### Written exercise a
In the article on the Washington heritage symposium, who is the director of the National Museum of the Revolution of Dignity?

### Document extract

>> start

In February 2020 over 200 museum workers from different continents joined symposium in Washington to discuss the topic "Current Approaches to the Conservation of Conflict-Affected Heritage".
The symposium was organized by "Smithsonian Cultural Rescue Initiative", "Smithsonian's Museum Conservation Institute", "ICOM Disaster Risk Management Committee" and supported by The Andrew W. Mellon Foundation"..
Corine Wegener — the director of the Smithsonian Institution Culture Rescue Initiative — briefly explains the goals of the event. "Our mission is to protect cultural heritage threatened or impacted by disasters. And to help the USA and international communities to preserve their identity and history. One way we pursue our mission is to host a research symposium, bringing in scholars and practitioners from around the world to share their work".
During the quarantine, organizers decided to provide free access to some of the speeches from this year's symposium.
Ihor Poshyvailo, Director of the National Museum of the Revolution of Dignity made a report on the topic "Addressing the conflict-affected heritage in Ukraine: Challenges and Responses".
You can find a video of the presentation at the bottom of the article.
Ihor Poshyvailo briefly spoke about his participation in the symposium in the "Voice of America" program.
Addressing the Conflict-Affected Heritage in Ukraine: Challenges and Responses
Ladies and Gentlemen. I’m grateful to the Smithsonian Cultural Rescue Initiative and the partners for raising the topic of protection of cultural heritage in armed conflicts. It is our common responsibility to safeguard cultural heritage that represents our nations’ identities and has long become an integral part of humankind’s legacy.
As Ukraine’s Ambassador Volodymyr Yelchenko stated at the United Nations Security Council briefing on the protection of cultural heritage in armed conflicts, since times of Jean-Jacques Rousseau and Emer de Vattel, the international community has developed a wide framework of rules and procedures to protect cultural property from harm. However, it continues to remain the object of destruction, looting and trafficking. The aftermaths of recent and on-going conflicts in Europe, Central Asia, Middle East and Africa are still fresh in our memory, with numerous barbaric acts committed against the civilization itself.
Regrettably, the topic of today discussion is also relevant to the situation in my country as the objects of its cultural heritage are being destroyed, illicitly looted, excavated and subsequently trafficked out of Ukraine.
Let me provide some deeper insight into the cultural heritage protection in times of conflict in Ukraine. I’d like to present three on-going cases on Euromaidan protests, annexation of Crimea and Russia’s military intervention in Donbas.
It is deeply symbolic that great Nelson Mandela ended his earthly life exactly at the time, when Kyiv EuroMaidan protests were multiplying their first barricades on the other continent in the heart of Europe. It is as if the Ukrainians took up the symbolic light of Dignity and Rights.

>> end

### Supplied records
>> start

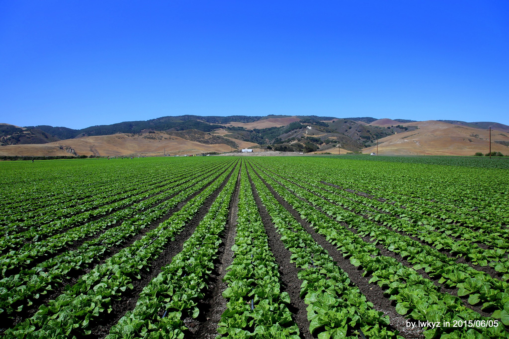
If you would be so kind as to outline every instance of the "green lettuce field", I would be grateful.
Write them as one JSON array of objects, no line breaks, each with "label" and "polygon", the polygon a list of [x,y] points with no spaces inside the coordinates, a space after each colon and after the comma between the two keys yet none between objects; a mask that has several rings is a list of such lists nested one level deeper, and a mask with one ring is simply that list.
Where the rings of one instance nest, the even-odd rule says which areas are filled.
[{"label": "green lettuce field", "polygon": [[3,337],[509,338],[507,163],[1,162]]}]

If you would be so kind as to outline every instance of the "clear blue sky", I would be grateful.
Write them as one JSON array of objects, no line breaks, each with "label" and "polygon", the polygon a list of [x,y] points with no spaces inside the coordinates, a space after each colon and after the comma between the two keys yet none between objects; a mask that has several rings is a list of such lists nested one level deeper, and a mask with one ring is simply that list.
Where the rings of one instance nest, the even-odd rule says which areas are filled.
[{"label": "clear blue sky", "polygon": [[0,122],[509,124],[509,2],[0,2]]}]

>> end
>> start

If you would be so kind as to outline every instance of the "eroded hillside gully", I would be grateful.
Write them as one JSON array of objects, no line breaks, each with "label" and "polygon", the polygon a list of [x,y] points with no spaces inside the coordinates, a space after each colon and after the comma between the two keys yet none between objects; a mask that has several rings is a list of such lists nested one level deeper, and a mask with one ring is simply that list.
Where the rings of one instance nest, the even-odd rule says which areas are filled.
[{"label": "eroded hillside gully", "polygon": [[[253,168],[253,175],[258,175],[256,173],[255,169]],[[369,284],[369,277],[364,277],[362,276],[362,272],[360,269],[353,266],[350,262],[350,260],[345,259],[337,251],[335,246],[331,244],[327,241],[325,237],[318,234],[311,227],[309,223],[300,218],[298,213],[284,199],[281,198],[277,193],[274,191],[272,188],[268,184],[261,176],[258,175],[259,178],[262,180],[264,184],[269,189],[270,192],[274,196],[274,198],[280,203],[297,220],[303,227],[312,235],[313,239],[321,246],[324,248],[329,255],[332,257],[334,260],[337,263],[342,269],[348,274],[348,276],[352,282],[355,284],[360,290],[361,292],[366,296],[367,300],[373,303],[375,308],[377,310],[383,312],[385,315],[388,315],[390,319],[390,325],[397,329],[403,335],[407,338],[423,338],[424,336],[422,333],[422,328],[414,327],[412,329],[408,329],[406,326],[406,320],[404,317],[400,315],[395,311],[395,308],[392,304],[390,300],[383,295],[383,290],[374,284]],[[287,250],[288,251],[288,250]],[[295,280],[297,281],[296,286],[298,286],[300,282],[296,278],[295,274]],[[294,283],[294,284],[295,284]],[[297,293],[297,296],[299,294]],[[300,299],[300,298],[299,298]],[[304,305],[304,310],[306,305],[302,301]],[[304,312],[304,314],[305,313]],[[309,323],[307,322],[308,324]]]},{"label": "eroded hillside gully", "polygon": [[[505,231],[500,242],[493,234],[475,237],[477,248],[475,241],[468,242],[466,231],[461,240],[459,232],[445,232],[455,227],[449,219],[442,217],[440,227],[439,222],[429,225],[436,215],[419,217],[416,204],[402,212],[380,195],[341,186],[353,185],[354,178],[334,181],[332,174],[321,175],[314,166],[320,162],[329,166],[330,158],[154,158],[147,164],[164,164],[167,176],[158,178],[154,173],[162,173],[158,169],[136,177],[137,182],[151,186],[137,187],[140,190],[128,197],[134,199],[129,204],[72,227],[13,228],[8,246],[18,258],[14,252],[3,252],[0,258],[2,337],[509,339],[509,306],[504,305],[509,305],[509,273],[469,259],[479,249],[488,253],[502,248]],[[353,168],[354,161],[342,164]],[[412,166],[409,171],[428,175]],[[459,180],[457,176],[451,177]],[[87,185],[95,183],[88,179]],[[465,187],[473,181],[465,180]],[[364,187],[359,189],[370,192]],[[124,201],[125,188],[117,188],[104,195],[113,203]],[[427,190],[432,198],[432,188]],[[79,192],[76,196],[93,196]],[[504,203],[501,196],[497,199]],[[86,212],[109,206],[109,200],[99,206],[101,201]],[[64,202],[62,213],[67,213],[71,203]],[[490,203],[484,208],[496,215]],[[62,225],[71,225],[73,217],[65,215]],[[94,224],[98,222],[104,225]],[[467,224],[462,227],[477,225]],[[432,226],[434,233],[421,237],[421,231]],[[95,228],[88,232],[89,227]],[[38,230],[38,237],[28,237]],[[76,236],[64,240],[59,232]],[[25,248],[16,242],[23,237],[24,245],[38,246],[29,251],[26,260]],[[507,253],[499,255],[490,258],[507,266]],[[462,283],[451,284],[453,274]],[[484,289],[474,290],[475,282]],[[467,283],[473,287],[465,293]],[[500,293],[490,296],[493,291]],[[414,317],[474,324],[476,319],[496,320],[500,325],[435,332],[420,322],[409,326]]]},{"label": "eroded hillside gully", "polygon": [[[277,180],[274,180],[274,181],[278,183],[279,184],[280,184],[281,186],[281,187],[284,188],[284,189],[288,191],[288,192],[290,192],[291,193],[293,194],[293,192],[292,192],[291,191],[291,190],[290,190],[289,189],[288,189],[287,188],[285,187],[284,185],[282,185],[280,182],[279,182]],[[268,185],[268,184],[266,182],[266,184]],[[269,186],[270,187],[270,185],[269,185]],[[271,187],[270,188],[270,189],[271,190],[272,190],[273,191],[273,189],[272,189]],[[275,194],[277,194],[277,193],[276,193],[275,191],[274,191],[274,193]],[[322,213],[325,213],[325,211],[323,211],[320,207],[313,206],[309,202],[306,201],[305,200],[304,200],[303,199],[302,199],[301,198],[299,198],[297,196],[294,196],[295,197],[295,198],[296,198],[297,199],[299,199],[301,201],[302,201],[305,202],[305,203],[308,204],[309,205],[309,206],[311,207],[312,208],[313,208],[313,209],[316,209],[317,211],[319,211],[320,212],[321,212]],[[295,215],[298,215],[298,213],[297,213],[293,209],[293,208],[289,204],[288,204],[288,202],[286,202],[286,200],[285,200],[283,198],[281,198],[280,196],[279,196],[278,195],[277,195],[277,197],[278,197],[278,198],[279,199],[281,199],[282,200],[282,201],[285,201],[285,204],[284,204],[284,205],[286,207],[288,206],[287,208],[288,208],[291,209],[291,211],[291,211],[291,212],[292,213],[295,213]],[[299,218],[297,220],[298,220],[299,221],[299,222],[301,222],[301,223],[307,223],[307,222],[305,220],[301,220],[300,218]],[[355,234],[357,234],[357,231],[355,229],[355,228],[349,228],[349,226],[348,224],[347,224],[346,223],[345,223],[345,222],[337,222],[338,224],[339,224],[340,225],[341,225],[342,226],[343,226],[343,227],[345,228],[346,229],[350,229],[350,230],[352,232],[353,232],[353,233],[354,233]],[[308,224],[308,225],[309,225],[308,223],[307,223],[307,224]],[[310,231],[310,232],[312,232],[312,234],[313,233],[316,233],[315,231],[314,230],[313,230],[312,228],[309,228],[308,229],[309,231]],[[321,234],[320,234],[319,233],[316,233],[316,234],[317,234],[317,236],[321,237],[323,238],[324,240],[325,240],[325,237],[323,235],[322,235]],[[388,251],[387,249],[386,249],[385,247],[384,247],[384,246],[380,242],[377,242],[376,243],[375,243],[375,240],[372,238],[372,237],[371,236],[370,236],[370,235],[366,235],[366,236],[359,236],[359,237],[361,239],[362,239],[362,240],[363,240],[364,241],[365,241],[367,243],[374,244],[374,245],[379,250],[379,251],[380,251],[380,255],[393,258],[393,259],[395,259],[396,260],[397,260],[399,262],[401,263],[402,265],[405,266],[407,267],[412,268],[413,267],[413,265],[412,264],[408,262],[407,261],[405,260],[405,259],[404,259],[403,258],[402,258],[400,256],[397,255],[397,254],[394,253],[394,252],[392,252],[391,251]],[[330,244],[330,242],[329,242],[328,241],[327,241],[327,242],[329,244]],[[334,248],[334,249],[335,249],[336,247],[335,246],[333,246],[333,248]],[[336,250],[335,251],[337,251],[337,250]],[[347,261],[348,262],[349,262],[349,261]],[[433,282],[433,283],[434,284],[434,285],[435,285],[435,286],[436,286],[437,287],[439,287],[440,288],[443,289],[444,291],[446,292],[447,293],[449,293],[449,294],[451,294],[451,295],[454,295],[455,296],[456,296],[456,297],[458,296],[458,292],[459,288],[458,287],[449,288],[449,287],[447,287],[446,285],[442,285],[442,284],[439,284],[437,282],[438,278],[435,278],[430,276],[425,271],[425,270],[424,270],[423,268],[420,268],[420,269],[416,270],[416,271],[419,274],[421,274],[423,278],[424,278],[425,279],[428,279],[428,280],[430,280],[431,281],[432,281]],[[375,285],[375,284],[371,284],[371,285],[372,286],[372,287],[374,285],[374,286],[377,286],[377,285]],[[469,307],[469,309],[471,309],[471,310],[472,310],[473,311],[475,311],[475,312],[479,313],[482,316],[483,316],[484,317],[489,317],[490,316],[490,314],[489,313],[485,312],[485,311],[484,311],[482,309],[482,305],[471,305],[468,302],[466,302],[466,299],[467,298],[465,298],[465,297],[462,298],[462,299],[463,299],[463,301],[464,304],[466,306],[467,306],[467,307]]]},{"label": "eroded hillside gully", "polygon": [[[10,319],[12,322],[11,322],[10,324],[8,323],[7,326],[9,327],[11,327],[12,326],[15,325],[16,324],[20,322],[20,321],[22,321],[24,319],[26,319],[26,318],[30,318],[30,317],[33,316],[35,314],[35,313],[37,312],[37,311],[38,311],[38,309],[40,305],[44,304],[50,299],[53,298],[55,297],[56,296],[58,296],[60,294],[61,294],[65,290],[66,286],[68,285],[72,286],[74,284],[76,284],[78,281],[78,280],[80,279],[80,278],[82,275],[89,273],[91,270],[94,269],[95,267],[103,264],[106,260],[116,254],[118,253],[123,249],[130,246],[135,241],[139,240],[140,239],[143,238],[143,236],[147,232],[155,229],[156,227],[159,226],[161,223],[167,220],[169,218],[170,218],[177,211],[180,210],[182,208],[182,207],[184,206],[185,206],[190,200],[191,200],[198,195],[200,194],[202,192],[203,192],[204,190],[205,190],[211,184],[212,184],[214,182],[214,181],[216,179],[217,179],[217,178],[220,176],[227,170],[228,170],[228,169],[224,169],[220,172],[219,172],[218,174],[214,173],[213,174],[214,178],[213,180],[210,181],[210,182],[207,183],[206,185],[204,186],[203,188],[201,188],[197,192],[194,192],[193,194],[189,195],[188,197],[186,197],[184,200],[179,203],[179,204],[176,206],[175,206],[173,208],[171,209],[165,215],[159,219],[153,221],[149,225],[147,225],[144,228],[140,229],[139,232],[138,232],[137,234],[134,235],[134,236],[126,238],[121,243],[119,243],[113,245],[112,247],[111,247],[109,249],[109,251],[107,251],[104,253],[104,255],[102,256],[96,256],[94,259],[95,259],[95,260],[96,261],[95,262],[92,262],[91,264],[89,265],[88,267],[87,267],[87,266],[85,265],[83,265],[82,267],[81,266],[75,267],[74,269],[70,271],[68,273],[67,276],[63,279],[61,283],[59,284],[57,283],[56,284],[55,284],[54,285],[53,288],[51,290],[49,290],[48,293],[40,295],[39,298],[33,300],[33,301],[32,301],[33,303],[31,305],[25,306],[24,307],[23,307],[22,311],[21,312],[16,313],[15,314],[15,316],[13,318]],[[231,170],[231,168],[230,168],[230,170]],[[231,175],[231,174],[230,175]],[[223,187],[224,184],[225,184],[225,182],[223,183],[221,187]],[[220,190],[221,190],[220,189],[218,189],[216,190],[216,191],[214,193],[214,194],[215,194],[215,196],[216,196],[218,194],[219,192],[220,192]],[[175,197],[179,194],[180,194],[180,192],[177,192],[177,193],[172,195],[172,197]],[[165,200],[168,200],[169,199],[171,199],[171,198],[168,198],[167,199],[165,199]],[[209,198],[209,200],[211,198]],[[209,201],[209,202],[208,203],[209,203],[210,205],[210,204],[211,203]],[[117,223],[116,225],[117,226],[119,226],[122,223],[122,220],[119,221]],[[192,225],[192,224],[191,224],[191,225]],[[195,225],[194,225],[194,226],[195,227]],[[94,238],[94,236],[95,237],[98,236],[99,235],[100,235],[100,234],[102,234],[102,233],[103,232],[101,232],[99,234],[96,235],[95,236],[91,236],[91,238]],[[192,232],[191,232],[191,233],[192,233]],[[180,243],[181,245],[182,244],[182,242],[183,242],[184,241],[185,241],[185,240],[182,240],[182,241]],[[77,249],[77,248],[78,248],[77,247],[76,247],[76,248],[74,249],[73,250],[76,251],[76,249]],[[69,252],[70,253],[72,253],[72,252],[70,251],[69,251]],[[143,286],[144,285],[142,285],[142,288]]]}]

>> end
>> start

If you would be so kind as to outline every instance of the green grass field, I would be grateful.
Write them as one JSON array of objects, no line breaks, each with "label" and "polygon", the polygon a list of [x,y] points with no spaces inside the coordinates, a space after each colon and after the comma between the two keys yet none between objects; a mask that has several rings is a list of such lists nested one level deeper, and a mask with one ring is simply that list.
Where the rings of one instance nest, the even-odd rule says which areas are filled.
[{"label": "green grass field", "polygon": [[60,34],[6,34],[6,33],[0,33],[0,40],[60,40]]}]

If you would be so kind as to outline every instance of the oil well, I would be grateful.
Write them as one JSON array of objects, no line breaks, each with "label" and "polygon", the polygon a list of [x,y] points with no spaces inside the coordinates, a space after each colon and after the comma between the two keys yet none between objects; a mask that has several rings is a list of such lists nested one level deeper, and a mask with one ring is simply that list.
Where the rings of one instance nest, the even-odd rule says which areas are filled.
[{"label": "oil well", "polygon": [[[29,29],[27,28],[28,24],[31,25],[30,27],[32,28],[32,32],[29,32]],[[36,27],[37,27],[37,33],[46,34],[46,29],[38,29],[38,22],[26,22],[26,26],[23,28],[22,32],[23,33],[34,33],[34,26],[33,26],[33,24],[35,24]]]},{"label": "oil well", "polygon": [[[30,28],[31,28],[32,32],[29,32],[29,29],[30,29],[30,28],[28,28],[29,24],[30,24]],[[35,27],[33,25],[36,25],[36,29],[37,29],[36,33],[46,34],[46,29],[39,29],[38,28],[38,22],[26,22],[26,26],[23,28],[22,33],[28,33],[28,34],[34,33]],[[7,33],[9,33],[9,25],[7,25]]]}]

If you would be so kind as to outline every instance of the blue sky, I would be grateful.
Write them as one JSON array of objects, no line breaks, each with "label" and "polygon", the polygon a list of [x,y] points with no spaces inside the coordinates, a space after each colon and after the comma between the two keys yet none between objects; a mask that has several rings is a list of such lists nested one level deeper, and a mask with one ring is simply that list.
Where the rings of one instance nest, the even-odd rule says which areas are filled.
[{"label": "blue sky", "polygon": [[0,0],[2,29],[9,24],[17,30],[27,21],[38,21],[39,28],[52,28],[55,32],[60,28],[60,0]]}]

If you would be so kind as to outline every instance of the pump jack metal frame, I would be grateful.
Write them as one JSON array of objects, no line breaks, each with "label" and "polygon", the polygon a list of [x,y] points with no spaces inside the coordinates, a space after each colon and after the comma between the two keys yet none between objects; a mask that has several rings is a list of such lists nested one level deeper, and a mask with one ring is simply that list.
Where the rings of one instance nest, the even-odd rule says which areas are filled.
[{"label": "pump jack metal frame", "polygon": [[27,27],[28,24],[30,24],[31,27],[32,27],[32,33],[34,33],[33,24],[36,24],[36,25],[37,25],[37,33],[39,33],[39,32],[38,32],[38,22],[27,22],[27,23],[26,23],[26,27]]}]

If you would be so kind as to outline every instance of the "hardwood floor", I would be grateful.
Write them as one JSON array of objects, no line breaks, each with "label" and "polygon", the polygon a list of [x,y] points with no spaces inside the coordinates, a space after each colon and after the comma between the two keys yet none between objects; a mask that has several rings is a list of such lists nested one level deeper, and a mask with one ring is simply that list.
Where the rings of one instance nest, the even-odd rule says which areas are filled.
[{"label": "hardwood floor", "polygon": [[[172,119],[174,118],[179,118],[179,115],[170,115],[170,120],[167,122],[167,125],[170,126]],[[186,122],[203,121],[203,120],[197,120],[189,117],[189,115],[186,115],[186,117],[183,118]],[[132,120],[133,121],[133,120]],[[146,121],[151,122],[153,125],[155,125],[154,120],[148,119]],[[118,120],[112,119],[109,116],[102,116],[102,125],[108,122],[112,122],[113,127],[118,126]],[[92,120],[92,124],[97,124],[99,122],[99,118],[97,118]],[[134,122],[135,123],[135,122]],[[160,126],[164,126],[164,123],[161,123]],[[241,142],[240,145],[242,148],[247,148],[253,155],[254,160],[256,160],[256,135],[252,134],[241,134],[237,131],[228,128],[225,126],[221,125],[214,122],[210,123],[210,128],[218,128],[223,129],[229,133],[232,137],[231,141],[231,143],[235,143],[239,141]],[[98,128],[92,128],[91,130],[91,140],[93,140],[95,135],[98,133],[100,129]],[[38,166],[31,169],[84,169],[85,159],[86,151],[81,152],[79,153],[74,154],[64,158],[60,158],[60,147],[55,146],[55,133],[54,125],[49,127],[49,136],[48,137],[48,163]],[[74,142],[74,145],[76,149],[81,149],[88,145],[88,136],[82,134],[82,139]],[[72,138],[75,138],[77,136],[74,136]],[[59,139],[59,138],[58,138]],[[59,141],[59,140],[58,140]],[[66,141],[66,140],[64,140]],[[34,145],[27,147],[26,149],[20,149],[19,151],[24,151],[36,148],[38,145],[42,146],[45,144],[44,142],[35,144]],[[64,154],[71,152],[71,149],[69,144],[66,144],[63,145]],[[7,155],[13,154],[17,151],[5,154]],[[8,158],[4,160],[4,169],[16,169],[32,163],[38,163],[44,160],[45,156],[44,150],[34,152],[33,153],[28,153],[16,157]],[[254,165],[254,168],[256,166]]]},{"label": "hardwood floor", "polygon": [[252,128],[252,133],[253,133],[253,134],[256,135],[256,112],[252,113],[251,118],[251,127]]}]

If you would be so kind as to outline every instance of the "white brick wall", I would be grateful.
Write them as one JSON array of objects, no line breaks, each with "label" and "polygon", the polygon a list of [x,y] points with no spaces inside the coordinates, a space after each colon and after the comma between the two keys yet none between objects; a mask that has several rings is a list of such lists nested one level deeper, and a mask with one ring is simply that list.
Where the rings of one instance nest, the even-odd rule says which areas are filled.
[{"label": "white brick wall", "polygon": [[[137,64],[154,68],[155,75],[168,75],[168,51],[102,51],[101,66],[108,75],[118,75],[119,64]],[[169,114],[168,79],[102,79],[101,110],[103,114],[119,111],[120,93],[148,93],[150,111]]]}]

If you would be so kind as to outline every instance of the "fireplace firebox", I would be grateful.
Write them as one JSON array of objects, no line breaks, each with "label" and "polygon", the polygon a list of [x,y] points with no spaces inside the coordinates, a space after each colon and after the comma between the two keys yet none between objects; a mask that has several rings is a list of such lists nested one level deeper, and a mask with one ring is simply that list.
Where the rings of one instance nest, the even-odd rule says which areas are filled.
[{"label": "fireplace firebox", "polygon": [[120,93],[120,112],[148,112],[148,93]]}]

>> end

### Written exercise b
Filter the rows above and copy each line that contains the string "green".

### Correct output a
Ihor Poshyvailo

### Correct output b
If you would be so kind as to outline every instance of the "green lettuce field", I would be grateful.
[{"label": "green lettuce field", "polygon": [[3,337],[509,338],[507,163],[1,162]]}]
If you would be so kind as to outline every instance of the green grass field, I would be grateful.
[{"label": "green grass field", "polygon": [[60,34],[6,34],[6,33],[0,33],[0,40],[60,40]]}]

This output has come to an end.